**Your goal:**
Please list every file name that the forum thread below offers for download.

**Page excerpt:**
● ● ● ● ● ● ●
Thread: How Difficult is This?

  1. #16
    and the hat of int overfl Salem's Avatar
    Join Date
    Aug 2001
    Location
    The edge of the known universe
    Posts
    39,660
    Do you have example data files you could upload somewhere, as Adak suggested?

    Your example programs do not show us the problem, only your constrained thinking of what you think the answer should look like.
    If you dance barefoot on the broken glass of undefined behaviour, you've got to expect the occasional cut.
    If at first you don't succeed, try writing your phone number on the exam paper.

  2. #17
    Registered User
    Join Date
    Feb 2011
    Posts
    96
    OK, np.

    Here is a master list of URLs:
    swoopshare - Download TestMasterList.txt


    Here is a test search list:
    swoopshare - Download TestSearchList.txt

    Here is a test html page:
    swoopshare - Download TestHTMLPage.htm

    generally, I need make sure the base domain isn't duped, not just the whole url.

    One thing I might look for would be:
    powered by ShrinkTheWeb. (notice that ShrinkTheWeb is under an a tag).
    Sometimes I'd want the URL, sometimes just to know the TEXT says 'powered by ShrinkTheWeb'

    I hope this helps.
    As I mentioned, just a long list (sometimes 300K) compared with (usually) a shorter list and I need to remove the dupes before adding the shorter list to the longer one.
    Last edited by MAtkins; 02-10-2011 at 11:58 AM.

  3. #18
    Registered User
    Join Date
    Feb 2011
    Posts
    96
    Right now I'm studying Binary Trees as a possible solution for the URL duping problem.
    I wonder if strstr would be faster or a Binary Tree?

    I need basic string search capabilities that will work with UTF-8
    .indexOf(char *Haystack, char *Needle) <- would return the index of Needle within Haystack

    .indexOfCI(char *Haystack, char *Needle) <- same thing but case insensitive

    .subStr(char *Str, int nStart) <- creates a substring of Str but shaves everything off before the INDEX of nStar

    .subStr(char *Str, int nStart, nLength) <- same thing but specifies the total length of the string returned

    .strReplaceFirst(char *Str, char *strSrch, char *strReplace) <- replaces first case of strSrch w/ strReplace in string Str

    .strReplace(char *Str, char *strSrch, char *strReplace) <- replaces all cases of strSrch w/ strReplace in string Str

    I'm working on these but I have to admit the whole 'pointer' thing is kicking my butt.
    I can't seem to find clear docs on nomenclature. I'm getting better though.
    I'm really surprised these funcs aren't in a readily available library already (or are they?).
    Of course the only reason I want them in C is because I need them to be FAST
    Last edited by MAtkins; 02-10-2011 at 12:05 PM.

  4. #19
    Registered User
    Join Date
    Sep 2006
    Posts
    8,868
    The duplicate checking part is what I'm concentrating on.
● ● ● ● ● ● ●
**Data rows:**
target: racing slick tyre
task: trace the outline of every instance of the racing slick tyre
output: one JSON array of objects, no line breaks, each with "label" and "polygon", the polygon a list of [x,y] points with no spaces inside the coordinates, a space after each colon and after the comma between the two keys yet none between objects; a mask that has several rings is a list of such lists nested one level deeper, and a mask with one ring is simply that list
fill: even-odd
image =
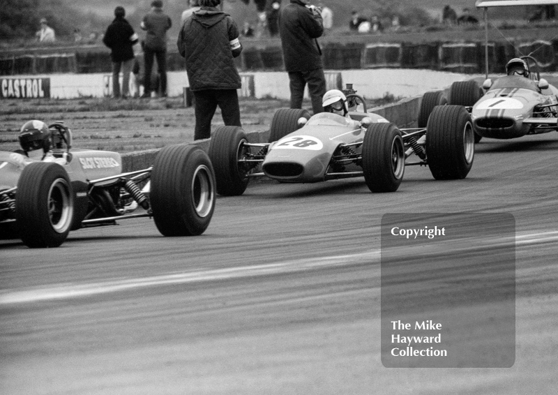
[{"label": "racing slick tyre", "polygon": [[58,247],[68,237],[73,216],[74,192],[64,168],[52,162],[27,165],[15,195],[15,221],[23,243]]},{"label": "racing slick tyre", "polygon": [[434,178],[465,178],[475,153],[474,131],[465,107],[434,107],[426,129],[426,160]]},{"label": "racing slick tyre", "polygon": [[474,81],[458,81],[451,84],[448,104],[472,107],[483,96],[483,89]]},{"label": "racing slick tyre", "polygon": [[217,193],[238,196],[248,185],[249,165],[239,163],[250,152],[246,133],[239,126],[220,126],[211,136],[209,158],[215,169]]},{"label": "racing slick tyre", "polygon": [[195,145],[163,147],[151,170],[150,200],[163,236],[196,236],[215,209],[215,176],[209,157]]},{"label": "racing slick tyre", "polygon": [[269,142],[278,141],[299,129],[299,119],[301,118],[309,119],[310,112],[306,110],[293,108],[280,108],[276,111],[269,127]]},{"label": "racing slick tyre", "polygon": [[372,124],[362,143],[362,169],[372,192],[394,192],[403,179],[405,153],[401,131],[393,124]]},{"label": "racing slick tyre", "polygon": [[421,101],[421,108],[418,110],[418,119],[417,120],[417,127],[425,128],[428,123],[428,117],[430,112],[437,105],[446,105],[448,104],[448,99],[444,96],[442,91],[434,92],[426,92],[423,96]]}]

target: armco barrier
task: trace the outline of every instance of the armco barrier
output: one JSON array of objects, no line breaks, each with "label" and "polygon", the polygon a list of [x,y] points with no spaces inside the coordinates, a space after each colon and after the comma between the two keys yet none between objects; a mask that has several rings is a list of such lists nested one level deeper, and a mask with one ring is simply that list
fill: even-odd
[{"label": "armco barrier", "polygon": [[[421,97],[407,98],[395,104],[375,107],[369,111],[382,115],[400,128],[411,127],[416,124],[421,98]],[[248,140],[253,143],[268,142],[269,135],[269,130],[246,133]],[[211,139],[206,139],[186,144],[197,145],[207,152],[209,150],[210,142]],[[153,165],[158,151],[159,149],[149,149],[123,154],[123,172],[133,172],[149,167]]]}]

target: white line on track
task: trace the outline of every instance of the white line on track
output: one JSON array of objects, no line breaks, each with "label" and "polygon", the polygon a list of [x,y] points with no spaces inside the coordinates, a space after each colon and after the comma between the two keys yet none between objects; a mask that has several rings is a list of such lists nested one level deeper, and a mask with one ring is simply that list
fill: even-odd
[{"label": "white line on track", "polygon": [[[498,244],[502,243],[502,241],[503,239],[494,239],[492,241],[494,244]],[[517,246],[557,241],[558,231],[526,233],[518,234],[515,237],[515,245]],[[476,247],[470,246],[469,245],[468,249],[474,248]],[[376,249],[356,254],[306,258],[266,264],[162,274],[150,277],[114,280],[89,284],[61,284],[25,290],[0,290],[0,305],[70,299],[156,285],[202,283],[271,274],[296,273],[349,264],[370,264],[375,262],[379,263],[379,258],[380,250]]]}]

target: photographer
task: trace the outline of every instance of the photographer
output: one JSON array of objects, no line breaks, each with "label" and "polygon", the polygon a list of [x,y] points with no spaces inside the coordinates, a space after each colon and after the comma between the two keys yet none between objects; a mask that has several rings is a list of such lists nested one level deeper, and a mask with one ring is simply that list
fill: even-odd
[{"label": "photographer", "polygon": [[326,93],[326,77],[322,50],[317,38],[324,33],[321,10],[310,0],[290,0],[282,8],[279,33],[289,73],[291,108],[301,108],[304,87],[308,84],[314,114],[322,112],[322,97]]}]

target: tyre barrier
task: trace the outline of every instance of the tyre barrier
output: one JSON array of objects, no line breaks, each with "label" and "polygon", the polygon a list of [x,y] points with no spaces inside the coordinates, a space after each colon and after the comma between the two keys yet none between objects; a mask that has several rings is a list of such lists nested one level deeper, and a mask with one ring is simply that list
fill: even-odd
[{"label": "tyre barrier", "polygon": [[366,44],[361,68],[400,67],[402,45],[397,43]]},{"label": "tyre barrier", "polygon": [[[514,47],[515,46],[515,47]],[[517,50],[515,50],[517,48]],[[489,43],[489,72],[500,73],[513,57],[534,52],[543,71],[558,70],[558,38],[529,43]],[[324,68],[428,68],[477,73],[485,70],[483,43],[328,43],[322,45]],[[105,48],[93,47],[75,53],[0,55],[0,75],[94,73],[111,71],[110,54]],[[141,56],[141,55],[140,55]],[[234,59],[239,70],[281,71],[282,51],[277,43],[265,47],[248,47]],[[184,59],[176,51],[167,53],[168,71],[185,69]]]}]

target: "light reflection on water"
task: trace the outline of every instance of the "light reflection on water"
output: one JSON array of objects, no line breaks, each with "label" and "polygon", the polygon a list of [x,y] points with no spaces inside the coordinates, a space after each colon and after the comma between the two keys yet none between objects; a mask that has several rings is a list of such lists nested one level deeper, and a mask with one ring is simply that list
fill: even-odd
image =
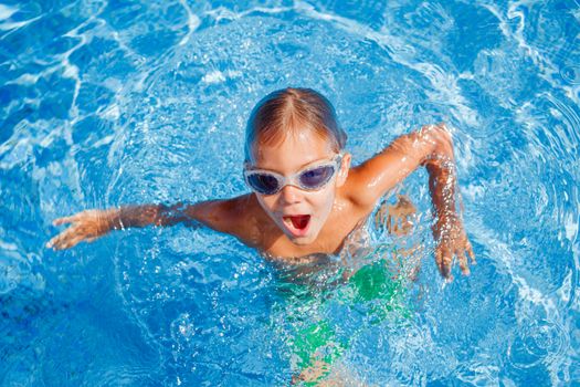
[{"label": "light reflection on water", "polygon": [[[579,20],[574,1],[0,4],[1,384],[284,385],[298,312],[350,337],[352,385],[580,379]],[[412,240],[372,230],[371,261],[423,247],[403,322],[340,299],[333,270],[288,303],[277,269],[207,230],[43,248],[81,209],[243,192],[247,114],[288,85],[329,97],[357,163],[453,127],[468,279],[437,276],[422,171],[399,189]]]}]

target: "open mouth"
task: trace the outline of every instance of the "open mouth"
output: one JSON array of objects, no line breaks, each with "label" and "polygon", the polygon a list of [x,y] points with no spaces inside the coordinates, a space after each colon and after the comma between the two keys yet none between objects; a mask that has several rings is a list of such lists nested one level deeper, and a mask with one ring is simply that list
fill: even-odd
[{"label": "open mouth", "polygon": [[284,224],[286,228],[295,236],[300,237],[306,234],[308,230],[308,224],[310,223],[309,215],[296,215],[289,217],[283,217]]}]

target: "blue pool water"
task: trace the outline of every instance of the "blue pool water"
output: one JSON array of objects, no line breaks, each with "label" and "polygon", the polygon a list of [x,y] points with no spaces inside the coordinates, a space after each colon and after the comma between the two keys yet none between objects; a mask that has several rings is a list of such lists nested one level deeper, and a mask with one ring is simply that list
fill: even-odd
[{"label": "blue pool water", "polygon": [[[452,127],[470,278],[436,272],[422,170],[398,188],[412,236],[373,227],[363,258],[420,247],[379,320],[325,269],[288,301],[208,230],[44,248],[83,209],[245,192],[245,121],[285,86],[328,96],[355,163]],[[578,384],[579,101],[577,0],[0,0],[0,385],[288,385],[300,308],[350,337],[346,385]]]}]

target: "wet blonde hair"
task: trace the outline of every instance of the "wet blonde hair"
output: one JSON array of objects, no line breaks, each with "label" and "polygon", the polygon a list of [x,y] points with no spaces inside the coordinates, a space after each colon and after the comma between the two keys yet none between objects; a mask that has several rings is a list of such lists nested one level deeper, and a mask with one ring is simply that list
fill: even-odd
[{"label": "wet blonde hair", "polygon": [[255,145],[276,145],[288,134],[313,130],[329,140],[335,151],[345,148],[346,132],[338,126],[333,104],[312,88],[286,87],[270,93],[252,109],[245,132],[245,161]]}]

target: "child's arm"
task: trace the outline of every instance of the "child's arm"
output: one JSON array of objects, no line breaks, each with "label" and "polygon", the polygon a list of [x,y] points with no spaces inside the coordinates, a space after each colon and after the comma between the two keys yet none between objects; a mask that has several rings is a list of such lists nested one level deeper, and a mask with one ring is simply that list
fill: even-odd
[{"label": "child's arm", "polygon": [[354,186],[349,189],[355,192],[352,201],[370,211],[388,190],[420,166],[425,166],[429,172],[429,187],[436,216],[433,236],[436,241],[437,268],[443,276],[451,279],[451,263],[456,255],[462,272],[468,274],[465,254],[473,262],[475,260],[455,210],[457,192],[453,143],[443,124],[424,126],[418,132],[400,136],[380,154],[354,168]]},{"label": "child's arm", "polygon": [[46,247],[55,250],[68,249],[82,241],[92,242],[113,230],[149,224],[173,226],[183,222],[194,226],[202,223],[221,232],[231,232],[232,215],[240,208],[240,201],[243,200],[245,197],[202,201],[194,205],[143,205],[118,209],[86,210],[54,220],[54,226],[66,223],[71,226],[52,238]]}]

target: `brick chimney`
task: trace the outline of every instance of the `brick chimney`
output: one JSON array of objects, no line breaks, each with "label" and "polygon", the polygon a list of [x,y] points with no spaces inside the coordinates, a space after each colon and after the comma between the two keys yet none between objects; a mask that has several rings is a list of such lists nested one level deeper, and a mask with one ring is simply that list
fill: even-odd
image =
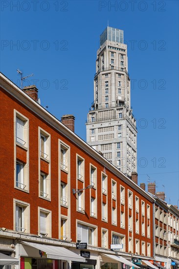
[{"label": "brick chimney", "polygon": [[163,201],[165,201],[165,193],[163,191],[157,192],[156,193],[156,196],[161,200],[163,200]]},{"label": "brick chimney", "polygon": [[140,184],[140,187],[141,188],[141,189],[144,190],[144,191],[145,191],[145,183],[141,183]]},{"label": "brick chimney", "polygon": [[156,182],[150,182],[148,184],[148,191],[156,195]]},{"label": "brick chimney", "polygon": [[68,114],[64,115],[61,117],[61,122],[67,127],[74,132],[74,120],[75,118],[73,115]]},{"label": "brick chimney", "polygon": [[38,100],[38,90],[35,85],[26,86],[22,89],[23,91],[25,92],[29,96],[33,99],[36,102]]},{"label": "brick chimney", "polygon": [[137,184],[138,174],[136,172],[132,172],[131,173],[131,180],[135,184]]}]

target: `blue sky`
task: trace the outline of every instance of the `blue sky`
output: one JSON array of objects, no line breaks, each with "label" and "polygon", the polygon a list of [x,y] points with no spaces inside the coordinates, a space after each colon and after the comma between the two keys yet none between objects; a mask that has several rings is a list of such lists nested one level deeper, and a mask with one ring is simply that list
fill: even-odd
[{"label": "blue sky", "polygon": [[24,86],[35,84],[41,104],[58,118],[74,114],[86,140],[99,36],[108,20],[123,30],[139,183],[156,181],[179,205],[178,12],[175,0],[1,1],[0,69],[19,85],[17,68],[34,73]]}]

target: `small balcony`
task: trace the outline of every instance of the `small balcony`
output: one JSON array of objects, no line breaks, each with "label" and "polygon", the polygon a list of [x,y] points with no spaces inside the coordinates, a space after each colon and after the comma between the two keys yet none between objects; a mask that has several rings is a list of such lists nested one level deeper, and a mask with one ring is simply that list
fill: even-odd
[{"label": "small balcony", "polygon": [[170,242],[170,246],[179,248],[179,241],[177,239],[173,239]]}]

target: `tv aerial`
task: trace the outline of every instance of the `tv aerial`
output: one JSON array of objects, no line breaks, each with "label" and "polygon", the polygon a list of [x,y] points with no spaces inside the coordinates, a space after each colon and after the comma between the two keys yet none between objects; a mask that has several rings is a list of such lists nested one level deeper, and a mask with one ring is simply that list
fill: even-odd
[{"label": "tv aerial", "polygon": [[26,79],[26,78],[27,78],[29,77],[32,77],[32,76],[34,75],[34,74],[31,74],[31,75],[28,75],[28,76],[26,76],[26,77],[22,77],[23,73],[22,73],[22,71],[19,70],[19,69],[17,69],[17,71],[18,73],[19,73],[19,74],[20,74],[20,75],[21,75],[21,90],[22,90],[22,87],[23,87],[23,80],[24,80],[24,79]]}]

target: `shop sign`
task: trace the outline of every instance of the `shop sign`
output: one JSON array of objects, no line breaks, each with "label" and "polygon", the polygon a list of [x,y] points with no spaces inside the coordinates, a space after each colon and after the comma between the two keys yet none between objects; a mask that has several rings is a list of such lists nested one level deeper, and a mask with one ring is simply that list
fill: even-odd
[{"label": "shop sign", "polygon": [[138,258],[133,258],[133,263],[134,264],[142,264],[142,260]]},{"label": "shop sign", "polygon": [[80,256],[83,257],[84,258],[90,258],[90,252],[81,250]]},{"label": "shop sign", "polygon": [[111,249],[120,249],[120,248],[123,248],[123,245],[122,244],[116,244],[116,245],[111,245]]},{"label": "shop sign", "polygon": [[77,249],[87,249],[87,243],[76,243],[76,248]]}]

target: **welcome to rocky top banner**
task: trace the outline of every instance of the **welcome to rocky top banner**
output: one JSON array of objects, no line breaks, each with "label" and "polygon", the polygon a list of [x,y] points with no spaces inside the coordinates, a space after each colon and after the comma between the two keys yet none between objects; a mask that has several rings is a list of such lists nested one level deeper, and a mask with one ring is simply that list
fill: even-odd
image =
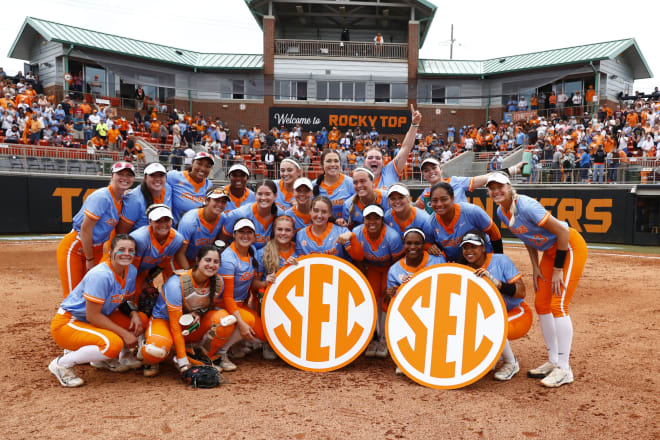
[{"label": "welcome to rocky top banner", "polygon": [[328,131],[337,127],[342,131],[349,128],[370,131],[374,127],[379,133],[405,134],[410,126],[409,110],[369,108],[319,108],[319,107],[271,107],[269,126],[291,128],[300,124],[303,131],[316,132],[325,127]]}]

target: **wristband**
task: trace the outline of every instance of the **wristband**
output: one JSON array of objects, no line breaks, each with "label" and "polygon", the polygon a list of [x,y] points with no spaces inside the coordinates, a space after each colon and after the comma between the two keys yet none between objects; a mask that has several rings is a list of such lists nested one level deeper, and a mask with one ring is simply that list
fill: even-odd
[{"label": "wristband", "polygon": [[502,283],[500,286],[500,293],[502,295],[513,297],[516,294],[516,285],[514,283]]},{"label": "wristband", "polygon": [[564,267],[567,253],[568,250],[557,249],[557,252],[555,253],[555,269],[562,269]]}]

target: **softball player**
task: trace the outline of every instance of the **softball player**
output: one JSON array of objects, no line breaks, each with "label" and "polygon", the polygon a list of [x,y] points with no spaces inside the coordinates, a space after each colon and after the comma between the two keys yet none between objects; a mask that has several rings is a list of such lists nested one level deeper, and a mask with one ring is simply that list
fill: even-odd
[{"label": "softball player", "polygon": [[[287,215],[281,215],[273,221],[270,240],[268,240],[266,246],[256,252],[255,258],[259,264],[258,280],[252,283],[252,289],[259,292],[257,310],[261,310],[261,299],[266,287],[275,282],[275,273],[286,265],[298,264],[295,243],[293,242],[295,236],[295,220]],[[277,359],[277,354],[267,342],[263,344],[262,354],[266,360]]]},{"label": "softball player", "polygon": [[[519,162],[517,165],[510,167],[507,171],[513,176],[523,165],[524,162]],[[422,169],[422,177],[424,177],[424,180],[429,183],[429,186],[422,192],[422,194],[420,194],[417,202],[415,202],[415,206],[420,209],[425,209],[429,214],[433,214],[433,207],[431,206],[431,188],[435,186],[435,184],[439,182],[448,183],[454,190],[454,199],[456,203],[464,203],[468,201],[465,193],[484,186],[490,175],[482,174],[475,177],[452,176],[443,179],[440,162],[432,157],[424,159],[420,168]]]},{"label": "softball player", "polygon": [[493,220],[476,205],[455,203],[454,190],[448,183],[433,185],[431,206],[435,214],[427,220],[427,228],[433,236],[426,237],[426,240],[429,243],[435,241],[436,245],[429,248],[430,253],[438,255],[442,249],[447,261],[457,261],[461,256],[461,237],[470,229],[479,229],[489,235],[488,252],[502,253],[502,236]]},{"label": "softball player", "polygon": [[326,150],[321,155],[323,174],[316,179],[314,197],[326,196],[332,202],[332,215],[338,220],[337,224],[346,226],[342,219],[343,207],[346,200],[355,194],[353,179],[341,172],[341,159],[335,150]]},{"label": "softball player", "polygon": [[[393,262],[403,255],[401,238],[396,231],[383,222],[385,212],[380,205],[368,205],[364,208],[364,224],[353,229],[357,241],[363,251],[366,275],[376,297],[376,303],[381,304],[387,289],[387,271]],[[378,339],[367,346],[367,357],[387,357],[387,342],[385,341],[385,313],[387,309],[378,310],[376,334]]]},{"label": "softball player", "polygon": [[385,212],[385,224],[399,234],[401,241],[403,241],[403,232],[409,228],[422,229],[429,237],[433,235],[427,224],[430,216],[423,209],[412,205],[410,191],[405,185],[396,183],[390,186],[387,190],[387,200],[390,209]]},{"label": "softball player", "polygon": [[[218,248],[204,245],[198,249],[192,269],[179,271],[165,282],[140,347],[145,376],[158,374],[158,365],[167,357],[172,345],[174,363],[179,371],[185,371],[196,363],[189,358],[186,344],[201,343],[208,347],[209,356],[213,356],[233,333],[234,324],[221,324],[229,314],[217,307],[221,298],[219,293],[223,290],[222,278],[217,276],[219,267]],[[192,282],[192,291],[186,291],[184,277]],[[179,324],[184,313],[192,314],[194,318],[191,328],[199,323],[199,328],[187,335],[182,334],[184,329]]]},{"label": "softball player", "polygon": [[115,236],[108,258],[85,274],[51,321],[53,339],[68,350],[48,366],[62,386],[84,384],[75,365],[91,362],[117,372],[140,365],[128,351],[147,324],[146,316],[126,302],[135,290],[135,248],[133,238]]},{"label": "softball player", "polygon": [[328,254],[339,258],[362,258],[360,242],[348,228],[332,223],[332,202],[325,196],[312,200],[312,223],[296,234],[296,254]]},{"label": "softball player", "polygon": [[461,240],[462,258],[459,263],[470,266],[475,275],[488,278],[500,292],[508,314],[508,339],[502,350],[500,368],[495,371],[495,379],[510,380],[520,371],[518,359],[513,355],[509,341],[522,338],[532,326],[532,310],[523,301],[525,283],[513,261],[504,254],[486,252],[486,236],[473,229]]},{"label": "softball player", "polygon": [[230,239],[234,224],[238,219],[249,218],[256,225],[255,249],[261,249],[266,245],[273,227],[273,220],[283,212],[277,207],[275,198],[277,186],[272,180],[263,180],[256,188],[256,202],[241,206],[227,214],[225,224],[222,227],[223,237]]},{"label": "softball player", "polygon": [[[532,263],[534,306],[549,361],[529,370],[527,375],[543,378],[541,384],[546,387],[571,383],[573,324],[568,306],[587,261],[587,244],[575,229],[557,220],[539,202],[518,195],[504,174],[493,173],[487,187],[498,205],[497,215],[525,243]],[[540,262],[539,251],[543,252]]]},{"label": "softball player", "polygon": [[245,165],[240,163],[232,165],[227,175],[229,176],[229,185],[225,186],[225,191],[229,194],[229,201],[225,207],[225,213],[256,201],[254,193],[247,187],[250,172]]},{"label": "softball player", "polygon": [[353,189],[355,194],[346,200],[342,211],[342,218],[350,228],[364,223],[362,210],[365,206],[375,203],[383,208],[383,212],[390,208],[383,191],[374,189],[374,174],[370,170],[358,167],[353,171]]},{"label": "softball player", "polygon": [[280,179],[274,181],[277,185],[277,199],[275,202],[282,211],[286,211],[293,206],[293,184],[301,174],[302,168],[298,162],[288,157],[282,159],[280,162]]},{"label": "softball player", "polygon": [[412,123],[406,136],[403,138],[401,149],[390,163],[383,166],[383,153],[379,148],[373,147],[367,150],[364,165],[374,175],[372,179],[374,188],[387,190],[401,179],[406,162],[408,161],[408,156],[410,156],[410,152],[415,146],[415,136],[419,128],[419,123],[422,121],[422,114],[415,110],[412,104],[410,105],[410,113],[412,114],[410,119]]},{"label": "softball player", "polygon": [[197,251],[207,244],[213,244],[222,230],[225,215],[224,210],[229,200],[229,194],[224,188],[211,189],[206,193],[203,208],[186,212],[177,230],[183,236],[186,259],[192,267]]},{"label": "softball player", "polygon": [[293,218],[296,225],[296,231],[309,226],[312,222],[310,210],[312,208],[312,190],[314,185],[312,181],[306,177],[296,179],[293,184],[293,194],[295,197],[295,204],[291,208],[284,211],[284,215]]},{"label": "softball player", "polygon": [[190,171],[172,170],[167,173],[167,183],[172,188],[172,214],[175,225],[183,214],[204,205],[207,191],[213,188],[213,182],[207,177],[214,164],[212,154],[200,151],[193,158]]},{"label": "softball player", "polygon": [[147,206],[154,203],[172,207],[172,188],[167,183],[167,170],[158,162],[147,165],[140,186],[126,192],[117,234],[128,234],[148,225]]},{"label": "softball player", "polygon": [[94,191],[73,218],[73,229],[57,246],[57,266],[66,297],[85,273],[103,257],[103,243],[119,222],[122,197],[133,185],[135,170],[129,162],[112,166],[110,185]]},{"label": "softball player", "polygon": [[229,360],[228,351],[242,339],[265,341],[263,324],[257,311],[248,306],[250,285],[257,277],[258,263],[252,245],[255,240],[255,224],[242,218],[234,224],[234,241],[222,252],[218,273],[225,284],[222,307],[236,318],[236,327],[227,342],[218,351],[219,365],[225,371],[236,370]]},{"label": "softball player", "polygon": [[[135,284],[136,304],[139,304],[140,296],[145,290],[156,292],[152,282],[160,272],[164,271],[164,279],[174,272],[173,259],[176,260],[178,267],[188,269],[188,260],[183,247],[187,241],[172,228],[172,211],[169,206],[151,205],[147,208],[147,217],[149,226],[142,226],[130,233],[137,243],[137,252],[133,261],[133,265],[138,269]],[[150,315],[152,306],[153,304],[148,304],[146,308],[141,308],[141,311]]]}]

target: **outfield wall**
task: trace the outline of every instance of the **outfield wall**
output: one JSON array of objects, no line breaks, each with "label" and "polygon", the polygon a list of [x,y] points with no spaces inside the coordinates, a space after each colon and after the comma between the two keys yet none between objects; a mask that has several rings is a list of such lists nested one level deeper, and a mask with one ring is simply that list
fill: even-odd
[{"label": "outfield wall", "polygon": [[[0,234],[66,233],[71,230],[71,221],[83,200],[95,189],[106,186],[108,179],[0,174],[0,183],[5,188],[0,195],[5,207]],[[638,200],[630,186],[520,185],[517,188],[519,193],[538,199],[553,215],[581,232],[587,241],[660,244],[657,232],[636,233]],[[412,192],[416,196],[421,189],[412,188]],[[495,219],[505,237],[511,236],[496,218],[496,207],[485,190],[469,193],[468,198]]]}]

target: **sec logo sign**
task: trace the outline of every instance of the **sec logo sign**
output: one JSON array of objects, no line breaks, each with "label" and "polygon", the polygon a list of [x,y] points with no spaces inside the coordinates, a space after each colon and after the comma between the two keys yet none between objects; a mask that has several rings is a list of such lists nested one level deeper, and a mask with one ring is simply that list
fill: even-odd
[{"label": "sec logo sign", "polygon": [[277,274],[261,305],[266,337],[289,365],[332,371],[352,362],[376,326],[364,275],[333,256],[308,255]]},{"label": "sec logo sign", "polygon": [[507,337],[507,314],[490,281],[459,264],[418,272],[390,303],[390,354],[412,380],[460,388],[495,365]]}]

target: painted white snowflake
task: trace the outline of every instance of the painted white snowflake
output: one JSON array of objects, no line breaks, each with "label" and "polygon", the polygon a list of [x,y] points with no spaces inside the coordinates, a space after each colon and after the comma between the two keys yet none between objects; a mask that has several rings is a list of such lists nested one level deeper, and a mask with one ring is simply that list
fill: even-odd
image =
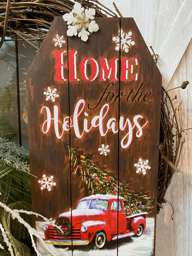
● ● ● ● ● ● ●
**Task solution:**
TestMasterList.txt
TestSearchList.txt
TestHTMLPage.htm